:: Texto proporcionado ::
Los militantes aglutinados en La Cámpora han sido los más beneficiados por la precariedad institucional que, en el transcurso de la larga década ganada, se ha agravado tanto que el país ha retrocedido hacia formas políticas propias del medioevo. Se habla mucho de participación, pero lo que quieren Cristina y sus incondicionales es que sea pasiva, que los gobernados se limiten a obedecer sin chistar a los gobernantes y festejar las ocurrencias presidenciales. Por ser el poder de la Presidenta unipersonal, nadie le ha impedido ubicar a militantes inexpertos en docenas de funciones clave para que manejen, por decirlo de alguna manera, empresas cuasi estatales como Aerolíneas Argentinas, representen al país en Washington y, desde luego, encargarse de la economía nacional, un capricho que amenaza con tener consecuencias catastróficas.

Lo malo no es que Cristina haya aspirado a tanto, ya que en muchos dirigentes presuntamente respetables se esconde un megalómano que, de tener la oportunidad, se erigiría en dictador vitalicio, es que lo haya consentido una proporción nada desdeñable de la clase política nacional, de ahí las mayorías automáticas en el Congreso que están dispuestas a aprobar cualquier barbaridad. La característica más llamativa de los legisladores kirchneristas es el servilismo. Si Cristina les ordenara repudiar la ley de gravedad, no vacilarían en hacerlo, para júbilo de los camporistas que celebrarían su voluntad de liberarnos de una imposición foránea tan molesta. En una democracia menos supina, los oficialistas ayudarían a la Presidenta oponiéndose a las iniciativas más descabelladas, como la supuesta por el pacto con el régimen teocrático de Irán, pero los parlamentarios kirchneristas la traicionan avalándolas no porque confíen en su sabiduría sino porque le temen.

:: Tarea ::
Retoma el texto sobre La Cámpora y el servilismo kirchnerista y continúalo a partir de su última oración. Los registros proceden de una fuente distinta.

:: Datos sin procesar ::
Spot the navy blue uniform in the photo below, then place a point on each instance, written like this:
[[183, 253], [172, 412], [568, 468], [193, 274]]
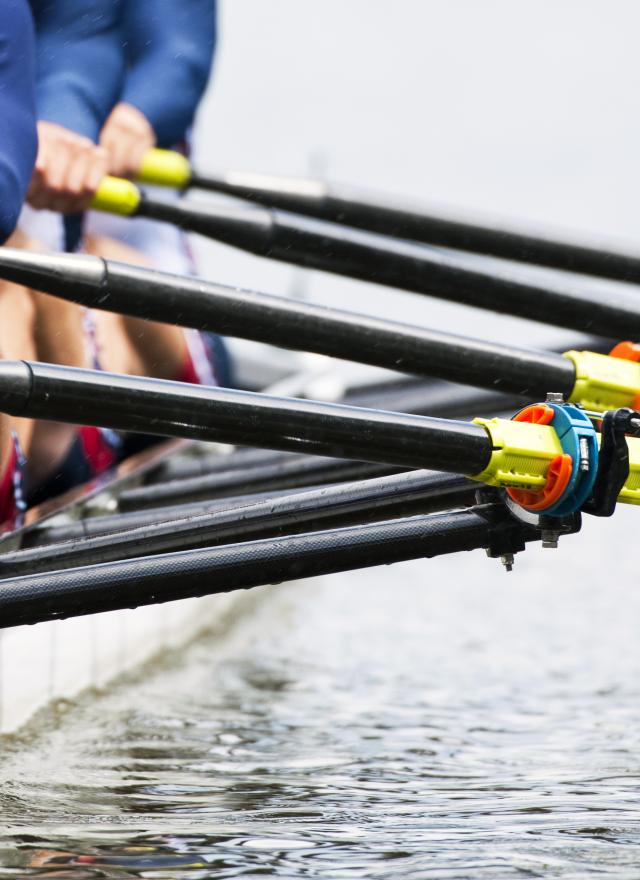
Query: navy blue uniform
[[154, 54], [17, 112], [169, 51]]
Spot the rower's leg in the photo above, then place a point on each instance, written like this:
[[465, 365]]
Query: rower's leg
[[133, 345], [17, 317], [16, 342], [56, 336]]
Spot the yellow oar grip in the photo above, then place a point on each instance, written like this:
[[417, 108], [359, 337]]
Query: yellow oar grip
[[117, 196], [165, 168]]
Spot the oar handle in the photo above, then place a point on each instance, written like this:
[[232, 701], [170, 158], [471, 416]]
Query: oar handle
[[165, 168], [117, 196]]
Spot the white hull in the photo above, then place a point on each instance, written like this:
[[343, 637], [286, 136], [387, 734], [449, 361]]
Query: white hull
[[59, 660]]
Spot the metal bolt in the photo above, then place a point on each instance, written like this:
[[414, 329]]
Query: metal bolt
[[507, 560], [550, 538], [584, 454]]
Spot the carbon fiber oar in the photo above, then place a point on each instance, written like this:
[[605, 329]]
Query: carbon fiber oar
[[191, 302], [333, 506], [341, 250], [155, 579], [175, 409], [378, 213]]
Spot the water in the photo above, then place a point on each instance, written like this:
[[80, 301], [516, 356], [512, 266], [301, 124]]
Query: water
[[437, 719]]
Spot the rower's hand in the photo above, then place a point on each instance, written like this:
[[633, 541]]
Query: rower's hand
[[68, 170], [126, 136]]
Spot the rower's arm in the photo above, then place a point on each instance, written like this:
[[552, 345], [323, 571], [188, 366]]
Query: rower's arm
[[170, 46], [17, 111], [80, 62]]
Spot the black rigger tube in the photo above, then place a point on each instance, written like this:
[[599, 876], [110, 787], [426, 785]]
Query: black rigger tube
[[378, 213], [190, 302], [409, 266], [175, 409], [333, 506], [145, 581]]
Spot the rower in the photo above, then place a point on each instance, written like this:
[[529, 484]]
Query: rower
[[17, 154], [69, 168]]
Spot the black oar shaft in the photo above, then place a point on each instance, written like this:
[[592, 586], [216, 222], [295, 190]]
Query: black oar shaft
[[406, 265], [303, 326], [174, 409], [333, 506], [300, 471], [135, 582], [379, 214]]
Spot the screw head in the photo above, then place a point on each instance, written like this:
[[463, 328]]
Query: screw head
[[507, 560], [550, 539]]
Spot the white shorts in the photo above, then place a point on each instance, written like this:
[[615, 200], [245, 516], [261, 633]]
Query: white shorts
[[47, 227], [164, 245]]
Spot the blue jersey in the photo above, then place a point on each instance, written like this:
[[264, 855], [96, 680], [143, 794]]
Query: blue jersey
[[169, 49], [17, 111], [80, 61], [154, 54]]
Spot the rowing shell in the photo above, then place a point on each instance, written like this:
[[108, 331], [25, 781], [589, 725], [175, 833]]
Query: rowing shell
[[58, 660]]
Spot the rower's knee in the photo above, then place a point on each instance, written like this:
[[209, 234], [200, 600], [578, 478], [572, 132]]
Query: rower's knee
[[17, 321]]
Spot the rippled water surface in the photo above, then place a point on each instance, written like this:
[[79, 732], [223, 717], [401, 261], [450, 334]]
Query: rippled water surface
[[429, 720], [435, 719]]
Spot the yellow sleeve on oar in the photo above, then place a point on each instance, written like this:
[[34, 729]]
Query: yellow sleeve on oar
[[604, 382], [117, 196], [165, 168]]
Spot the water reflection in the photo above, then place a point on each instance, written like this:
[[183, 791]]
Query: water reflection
[[433, 720]]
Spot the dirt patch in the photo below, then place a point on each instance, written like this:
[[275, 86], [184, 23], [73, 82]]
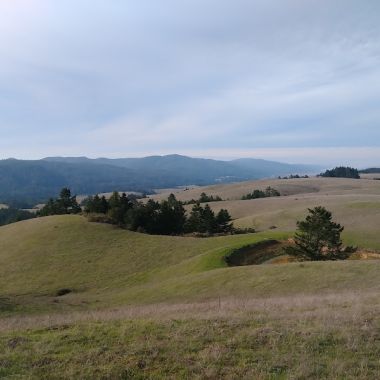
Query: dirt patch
[[63, 292], [259, 253]]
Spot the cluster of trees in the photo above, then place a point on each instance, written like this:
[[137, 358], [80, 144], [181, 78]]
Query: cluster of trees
[[13, 215], [341, 172], [204, 198], [318, 238], [293, 176], [370, 170], [167, 217], [269, 192], [64, 204]]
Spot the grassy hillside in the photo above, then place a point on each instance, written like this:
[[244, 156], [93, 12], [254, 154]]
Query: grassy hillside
[[354, 203], [168, 307], [102, 264]]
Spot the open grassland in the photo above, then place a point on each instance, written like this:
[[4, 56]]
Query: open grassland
[[302, 337], [156, 307], [354, 203], [103, 265]]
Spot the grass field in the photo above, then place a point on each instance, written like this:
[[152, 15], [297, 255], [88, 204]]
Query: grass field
[[156, 307]]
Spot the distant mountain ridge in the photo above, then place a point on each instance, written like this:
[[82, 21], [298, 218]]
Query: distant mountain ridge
[[35, 181]]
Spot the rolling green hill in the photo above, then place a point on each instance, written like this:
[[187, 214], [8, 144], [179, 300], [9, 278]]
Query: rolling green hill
[[157, 307]]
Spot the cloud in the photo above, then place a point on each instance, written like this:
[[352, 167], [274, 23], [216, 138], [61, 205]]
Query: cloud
[[127, 78]]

:: Respuesta a continuación ::
Es de suponer que a esta altura, los camporistas menos ingenuos entienden que se les viene la noche, que la aventura a la que se han entregado tiene los días contados y que ni siquiera Máximo podrá salvarlos. Será por este motivo que a algunos les atrae la idea de obrar para que el peronismo en su conjunto comparta la derrota que ven aproximándose, razón por la que siguen confabulando contra Scioli. Quisieran poder hacer lo mismo con Sergio Massa pero, puesto que en la actualidad no gobierna ninguna jurisdicción, no les sería tan fácil debilitarlo cortándole los víveres e impulsando paros. Sea como fuere, no les convendría distanciarse de los demás peronistas; si bien están acostumbrados a perdonar a disidentes coyunturales, están tan hartos de la prepotencia de los soldados de Cristina que serán reacios a darles una mano cuando hayan caído en desgracia.

La situación en que se hallan sería distinta si los vinculados de un modo u otro con La Cámpora se destacaran por su solvencia profesional, pero sucede que casi todos han resultado ser ineptos. Hasta los impresionados por los malabarismos verbales de Kicillof consideran contraproducentes sus intentos de pilotear una economía que, según los pesimistas, ya está en caída libre.

Tampoco ha impresionado gratamente el desempeño de Augusto Costa, el sucesor del gran Guillermo Moreno, que según se informa se siente totalmente desbordado por los problemas de su área que, a diferencia del ferretero pendenciero, para frustración de los empresarios prefiere mantener un perfil bajísimo ocultándose. Lo mismo podría decirse de la embajadora en Estados Unidos, Cecilia Nahón, la que no ha cumplido un rol visible en la batalla épica que está dándose entre el ser nacional y los atroces buitres yanquis, lo que es un tanto sorprendente, ya que la Cancillería se ha llenado de camporistas combativos resueltos a difundir el evangelio kirchnerista en el resto del mundo por los medios que fueran.

* PERIODISTA y analista político,

ex director de “The Buenos Aires Herald”.